Extract provided:
^^^^^^^^
4.03Non-Solicitation of Customers. During the period of Executive’s employment and for two years after Executive’s date of termination, Executive may not directly or indirectly solicit or enter into any arrangement with any person or entity which is, at the time of the solicitation, a significant customer of Block, the Company or an Affiliate for the purpose of engaging in any business transaction of the nature performed by Block, the Company or such Affiliate, or contemplated to be performed by Block, the Company or such Affiliate, for such customer, provided that this Section 4.03 will only apply to customers for whom Executive personally provided services while employed by the Company or customers about whom or which Executive acquired material information while employed by the Company. The running of the two-year period will be suspended during any period of violation and/or any period of time required to enforce this covenant by litigation or threat of litigation.
4.04No Conflicts. Executive represents in good faith that, to the best of Executive’s knowledge, the performance by Executive of all the terms of this Agreement will not breach any agreement to which Executive is or was a party and which requires Executive to keep any information in confidence or in trust. Executive has not brought and will not bring to the Company or Block nor will Executive use in the performance of employment responsibilities at the Company any proprietary materials or documents of a former employer that are not generally available to the public, unless Executive has obtained express written authorization from such former employer for their possession and use. Executive has not and will not breach any obligation of confidentiality that Executive may have to former employers and Executive will fulfill all such obligations during Executive’s employment with the Company.
^^^^^^^^
Data for coordinate labeling:
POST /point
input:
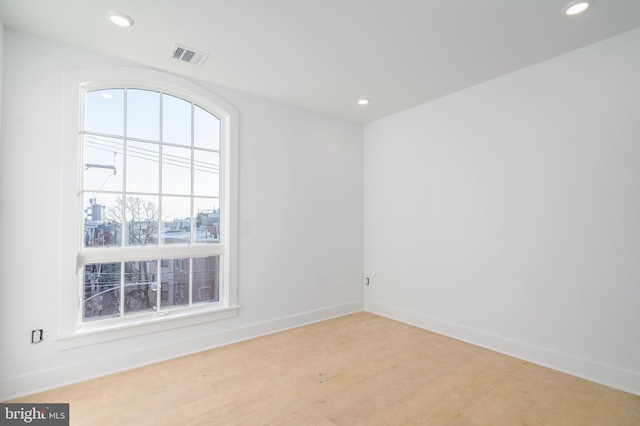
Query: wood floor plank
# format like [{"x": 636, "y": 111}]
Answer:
[{"x": 356, "y": 369}]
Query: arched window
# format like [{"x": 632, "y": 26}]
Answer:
[{"x": 156, "y": 201}]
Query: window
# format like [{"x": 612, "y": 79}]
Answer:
[{"x": 156, "y": 210}]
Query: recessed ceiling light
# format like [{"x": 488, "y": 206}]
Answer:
[
  {"x": 120, "y": 19},
  {"x": 576, "y": 6}
]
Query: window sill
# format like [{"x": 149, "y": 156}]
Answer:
[{"x": 125, "y": 328}]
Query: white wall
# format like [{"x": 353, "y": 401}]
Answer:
[
  {"x": 300, "y": 225},
  {"x": 508, "y": 214}
]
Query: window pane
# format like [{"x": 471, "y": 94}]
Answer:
[
  {"x": 143, "y": 169},
  {"x": 175, "y": 282},
  {"x": 176, "y": 120},
  {"x": 206, "y": 129},
  {"x": 176, "y": 170},
  {"x": 206, "y": 173},
  {"x": 102, "y": 163},
  {"x": 143, "y": 114},
  {"x": 105, "y": 112},
  {"x": 205, "y": 279},
  {"x": 102, "y": 220},
  {"x": 101, "y": 291},
  {"x": 207, "y": 220},
  {"x": 142, "y": 218},
  {"x": 140, "y": 286},
  {"x": 176, "y": 220}
]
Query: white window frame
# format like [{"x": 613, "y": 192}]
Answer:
[{"x": 72, "y": 331}]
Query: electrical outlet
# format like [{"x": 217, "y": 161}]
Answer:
[{"x": 37, "y": 336}]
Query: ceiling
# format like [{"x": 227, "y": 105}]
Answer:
[{"x": 323, "y": 55}]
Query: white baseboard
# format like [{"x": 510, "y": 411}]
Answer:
[
  {"x": 609, "y": 375},
  {"x": 51, "y": 378}
]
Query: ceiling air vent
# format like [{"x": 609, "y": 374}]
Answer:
[{"x": 186, "y": 54}]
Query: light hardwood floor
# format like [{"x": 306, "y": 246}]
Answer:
[{"x": 357, "y": 369}]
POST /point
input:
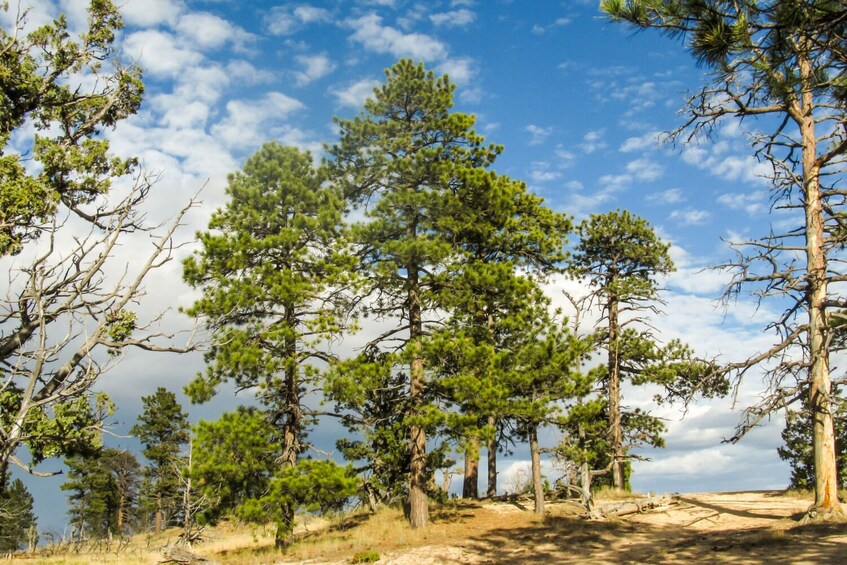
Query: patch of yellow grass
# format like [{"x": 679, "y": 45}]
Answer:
[{"x": 613, "y": 494}]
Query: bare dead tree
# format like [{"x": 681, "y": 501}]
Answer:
[
  {"x": 781, "y": 67},
  {"x": 67, "y": 318}
]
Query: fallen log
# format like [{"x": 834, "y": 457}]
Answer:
[{"x": 648, "y": 504}]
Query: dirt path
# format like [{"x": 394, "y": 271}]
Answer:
[{"x": 755, "y": 527}]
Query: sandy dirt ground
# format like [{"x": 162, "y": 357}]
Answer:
[{"x": 754, "y": 527}]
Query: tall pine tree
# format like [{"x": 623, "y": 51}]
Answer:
[
  {"x": 163, "y": 429},
  {"x": 401, "y": 162},
  {"x": 270, "y": 277}
]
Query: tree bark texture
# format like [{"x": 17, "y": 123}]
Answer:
[
  {"x": 418, "y": 504},
  {"x": 492, "y": 459},
  {"x": 615, "y": 433},
  {"x": 470, "y": 484},
  {"x": 535, "y": 454},
  {"x": 826, "y": 483}
]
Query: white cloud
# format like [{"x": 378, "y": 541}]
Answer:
[
  {"x": 540, "y": 172},
  {"x": 314, "y": 67},
  {"x": 645, "y": 170},
  {"x": 209, "y": 31},
  {"x": 369, "y": 31},
  {"x": 461, "y": 70},
  {"x": 690, "y": 216},
  {"x": 753, "y": 203},
  {"x": 286, "y": 20},
  {"x": 454, "y": 18},
  {"x": 728, "y": 157},
  {"x": 538, "y": 134},
  {"x": 354, "y": 95},
  {"x": 593, "y": 141},
  {"x": 150, "y": 13},
  {"x": 649, "y": 140},
  {"x": 160, "y": 54},
  {"x": 670, "y": 196},
  {"x": 247, "y": 122}
]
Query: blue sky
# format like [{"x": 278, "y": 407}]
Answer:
[{"x": 579, "y": 104}]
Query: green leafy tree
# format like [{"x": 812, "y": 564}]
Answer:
[
  {"x": 373, "y": 410},
  {"x": 799, "y": 450},
  {"x": 233, "y": 460},
  {"x": 778, "y": 65},
  {"x": 310, "y": 485},
  {"x": 407, "y": 161},
  {"x": 65, "y": 318},
  {"x": 501, "y": 230},
  {"x": 17, "y": 520},
  {"x": 621, "y": 257},
  {"x": 163, "y": 429},
  {"x": 103, "y": 492},
  {"x": 271, "y": 278},
  {"x": 42, "y": 85},
  {"x": 546, "y": 374}
]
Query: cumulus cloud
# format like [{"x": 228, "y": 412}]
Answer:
[
  {"x": 645, "y": 170},
  {"x": 314, "y": 67},
  {"x": 374, "y": 36},
  {"x": 754, "y": 203},
  {"x": 670, "y": 196},
  {"x": 540, "y": 171},
  {"x": 538, "y": 134},
  {"x": 649, "y": 140},
  {"x": 690, "y": 216},
  {"x": 354, "y": 95},
  {"x": 246, "y": 121},
  {"x": 461, "y": 70},
  {"x": 453, "y": 18},
  {"x": 287, "y": 19},
  {"x": 593, "y": 141},
  {"x": 209, "y": 31},
  {"x": 150, "y": 13},
  {"x": 161, "y": 54}
]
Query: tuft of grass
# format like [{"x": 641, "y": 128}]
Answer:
[
  {"x": 369, "y": 556},
  {"x": 611, "y": 493}
]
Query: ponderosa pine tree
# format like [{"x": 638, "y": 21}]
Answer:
[
  {"x": 163, "y": 428},
  {"x": 401, "y": 162},
  {"x": 233, "y": 459},
  {"x": 545, "y": 374},
  {"x": 17, "y": 520},
  {"x": 271, "y": 279},
  {"x": 60, "y": 84},
  {"x": 508, "y": 240},
  {"x": 103, "y": 491},
  {"x": 784, "y": 62},
  {"x": 621, "y": 258},
  {"x": 65, "y": 317},
  {"x": 799, "y": 451}
]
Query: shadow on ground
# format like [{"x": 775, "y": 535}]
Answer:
[{"x": 573, "y": 540}]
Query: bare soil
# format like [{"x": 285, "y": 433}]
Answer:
[
  {"x": 745, "y": 527},
  {"x": 748, "y": 527}
]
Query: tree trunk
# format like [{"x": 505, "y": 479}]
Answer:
[
  {"x": 470, "y": 484},
  {"x": 157, "y": 519},
  {"x": 418, "y": 504},
  {"x": 615, "y": 433},
  {"x": 285, "y": 527},
  {"x": 826, "y": 483},
  {"x": 492, "y": 459},
  {"x": 535, "y": 454}
]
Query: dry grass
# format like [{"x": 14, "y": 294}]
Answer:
[{"x": 733, "y": 528}]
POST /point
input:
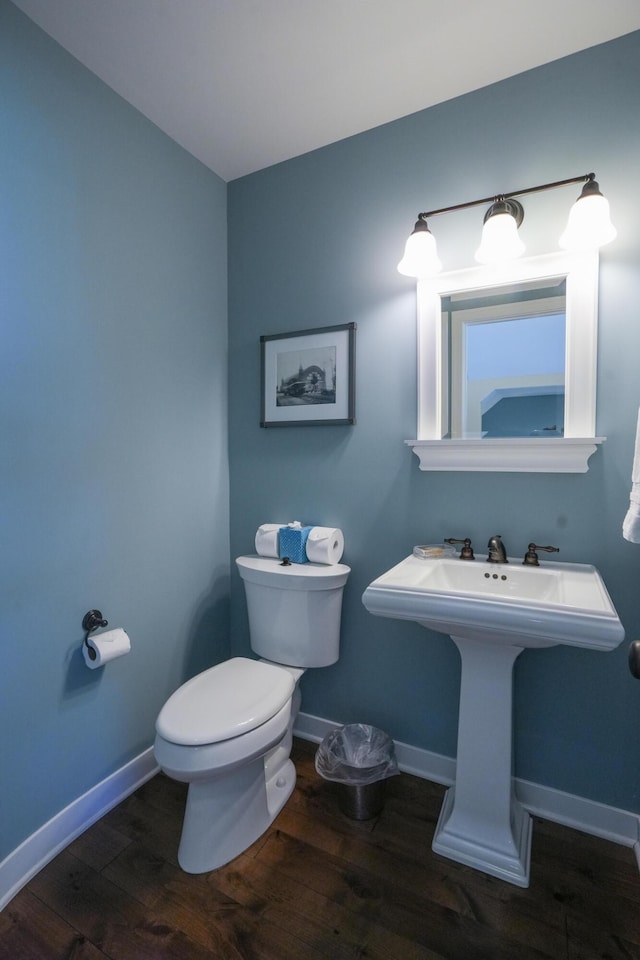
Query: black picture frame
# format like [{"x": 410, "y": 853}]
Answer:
[{"x": 308, "y": 377}]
^^^^^^^^
Task to complete: Please transcribe the entire employment agreement excerpt on non-solicitation and conflicts, word for word. These items were taken from a separate source.

Answer for the task:
4.03Non-Solicitation of Customers. During the period of Executive’s employment and for two years after Executive’s date of termination, Executive may not directly or indirectly solicit or enter into any arrangement with any person or entity which is, at the time of the solicitation, a significant customer of Block, the Company or an Affiliate for the purpose of engaging in any business transaction of the nature performed by Block, the Company or such Affiliate, or contemplated to be performed by Block, the Company or such Affiliate, for such customer, provided that this Section 4.03 will only apply to customers for whom Executive personally provided services while employed by the Company or customers about whom or which Executive acquired material information while employed by the Company. The running of the two-year period will be suspended during any period of violation and/or any period of time required to enforce this covenant by litigation or threat of litigation.
4.04No Conflicts. Executive represents in good faith that, to the best of Executive’s knowledge, the performance by Executive of all the terms of this Agreement will not breach any agreement to which Executive is or was a party and which requires Executive to keep any information in confidence or in trust. Executive has not brought and will not bring to the Company or Block nor will Executive use in the performance of employment responsibilities at the Company any proprietary materials or documents of a former employer that are not generally available to the public, unless Executive has obtained express written authorization from such former employer for their possession and use. Executive has not and will not breach any obligation of confidentiality that Executive may have to former employers and Executive will fulfill all such obligations during Executive’s employment with the Company.